Exercise goal
Count the lines below that contain the string "target", matching case exactly, and give only the number.

Dataset content
====
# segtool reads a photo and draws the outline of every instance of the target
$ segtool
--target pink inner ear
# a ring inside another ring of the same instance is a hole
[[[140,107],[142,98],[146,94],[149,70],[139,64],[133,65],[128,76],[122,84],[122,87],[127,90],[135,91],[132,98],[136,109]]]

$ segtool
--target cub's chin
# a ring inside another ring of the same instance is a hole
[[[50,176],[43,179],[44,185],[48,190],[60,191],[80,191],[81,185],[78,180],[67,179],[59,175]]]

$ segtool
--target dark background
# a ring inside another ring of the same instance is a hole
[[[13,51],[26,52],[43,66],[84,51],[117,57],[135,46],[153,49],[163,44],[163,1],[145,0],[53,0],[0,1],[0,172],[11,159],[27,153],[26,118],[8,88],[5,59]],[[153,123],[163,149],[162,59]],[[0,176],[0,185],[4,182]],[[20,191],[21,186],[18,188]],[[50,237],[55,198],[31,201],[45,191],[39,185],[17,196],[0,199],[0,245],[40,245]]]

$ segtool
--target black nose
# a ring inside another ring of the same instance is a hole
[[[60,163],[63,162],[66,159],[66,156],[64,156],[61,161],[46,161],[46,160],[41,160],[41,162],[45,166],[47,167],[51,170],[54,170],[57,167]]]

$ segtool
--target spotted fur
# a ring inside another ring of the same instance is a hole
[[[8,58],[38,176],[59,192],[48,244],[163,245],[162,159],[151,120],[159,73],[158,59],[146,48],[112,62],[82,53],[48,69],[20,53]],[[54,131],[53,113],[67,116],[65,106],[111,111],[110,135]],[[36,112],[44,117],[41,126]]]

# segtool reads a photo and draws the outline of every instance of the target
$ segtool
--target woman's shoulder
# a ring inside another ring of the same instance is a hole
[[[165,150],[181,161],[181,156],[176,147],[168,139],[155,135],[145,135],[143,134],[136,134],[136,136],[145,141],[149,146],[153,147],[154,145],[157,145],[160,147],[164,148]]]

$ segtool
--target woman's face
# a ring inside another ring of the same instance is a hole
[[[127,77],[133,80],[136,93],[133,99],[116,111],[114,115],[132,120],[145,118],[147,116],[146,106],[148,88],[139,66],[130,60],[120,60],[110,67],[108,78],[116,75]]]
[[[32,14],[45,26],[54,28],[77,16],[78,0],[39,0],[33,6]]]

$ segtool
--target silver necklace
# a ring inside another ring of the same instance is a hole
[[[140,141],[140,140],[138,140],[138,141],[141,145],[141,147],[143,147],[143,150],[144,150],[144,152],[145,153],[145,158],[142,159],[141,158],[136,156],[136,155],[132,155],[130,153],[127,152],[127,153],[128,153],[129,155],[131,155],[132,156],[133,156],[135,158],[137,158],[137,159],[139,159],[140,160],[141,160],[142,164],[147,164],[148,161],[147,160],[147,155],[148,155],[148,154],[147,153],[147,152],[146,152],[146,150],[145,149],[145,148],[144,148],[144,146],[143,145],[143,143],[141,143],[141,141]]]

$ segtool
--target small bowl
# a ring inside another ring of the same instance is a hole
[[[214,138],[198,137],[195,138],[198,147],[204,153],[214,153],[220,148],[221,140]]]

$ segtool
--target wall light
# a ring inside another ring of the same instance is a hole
====
Task output
12